- _TO BE DONE_
Report every line of the material below that contains the string "long", copying each line in full. Case counts.

>> start DATASET CONTENT

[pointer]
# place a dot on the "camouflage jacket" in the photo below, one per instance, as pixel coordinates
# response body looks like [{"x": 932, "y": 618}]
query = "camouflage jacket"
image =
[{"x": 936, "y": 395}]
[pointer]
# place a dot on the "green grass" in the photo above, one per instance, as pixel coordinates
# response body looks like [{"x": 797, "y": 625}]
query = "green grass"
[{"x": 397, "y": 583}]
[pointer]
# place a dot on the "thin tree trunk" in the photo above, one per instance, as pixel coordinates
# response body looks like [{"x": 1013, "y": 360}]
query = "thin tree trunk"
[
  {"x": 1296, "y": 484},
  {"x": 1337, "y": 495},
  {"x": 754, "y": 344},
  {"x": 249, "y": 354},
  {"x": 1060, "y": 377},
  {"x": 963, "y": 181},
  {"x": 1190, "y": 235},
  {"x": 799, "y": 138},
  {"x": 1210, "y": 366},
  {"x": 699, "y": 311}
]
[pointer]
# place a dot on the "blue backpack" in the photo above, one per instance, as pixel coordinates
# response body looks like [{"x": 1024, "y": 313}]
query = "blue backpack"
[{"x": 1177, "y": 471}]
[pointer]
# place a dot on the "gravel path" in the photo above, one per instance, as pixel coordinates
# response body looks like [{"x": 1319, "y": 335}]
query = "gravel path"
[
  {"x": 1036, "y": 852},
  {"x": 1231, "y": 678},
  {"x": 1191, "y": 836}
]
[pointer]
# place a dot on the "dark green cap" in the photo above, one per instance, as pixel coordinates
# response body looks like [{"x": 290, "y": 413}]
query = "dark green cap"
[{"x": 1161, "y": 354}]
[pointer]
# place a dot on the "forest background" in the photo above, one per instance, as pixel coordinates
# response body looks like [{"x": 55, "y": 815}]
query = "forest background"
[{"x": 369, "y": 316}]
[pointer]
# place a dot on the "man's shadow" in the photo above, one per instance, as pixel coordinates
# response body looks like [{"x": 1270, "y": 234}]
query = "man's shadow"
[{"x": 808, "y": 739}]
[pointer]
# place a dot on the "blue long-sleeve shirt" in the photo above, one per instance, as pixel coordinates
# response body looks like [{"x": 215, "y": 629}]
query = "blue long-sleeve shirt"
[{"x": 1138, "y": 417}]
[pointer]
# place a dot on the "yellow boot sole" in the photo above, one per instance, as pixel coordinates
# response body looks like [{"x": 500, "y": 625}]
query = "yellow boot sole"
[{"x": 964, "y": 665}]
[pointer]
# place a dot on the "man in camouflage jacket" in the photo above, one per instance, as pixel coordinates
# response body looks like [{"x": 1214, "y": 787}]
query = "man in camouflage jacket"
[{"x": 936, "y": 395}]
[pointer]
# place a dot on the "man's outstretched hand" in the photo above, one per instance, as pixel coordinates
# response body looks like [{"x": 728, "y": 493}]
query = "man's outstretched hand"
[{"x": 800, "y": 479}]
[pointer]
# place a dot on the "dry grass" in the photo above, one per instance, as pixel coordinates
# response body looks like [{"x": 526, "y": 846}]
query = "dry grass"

>> end DATASET CONTENT

- _PROBLEM SOLUTION_
# place a dot on the "blue long-sleeve shirt" in the photo above, one per instance, as pixel coordinates
query = "blue long-sleeve shirt"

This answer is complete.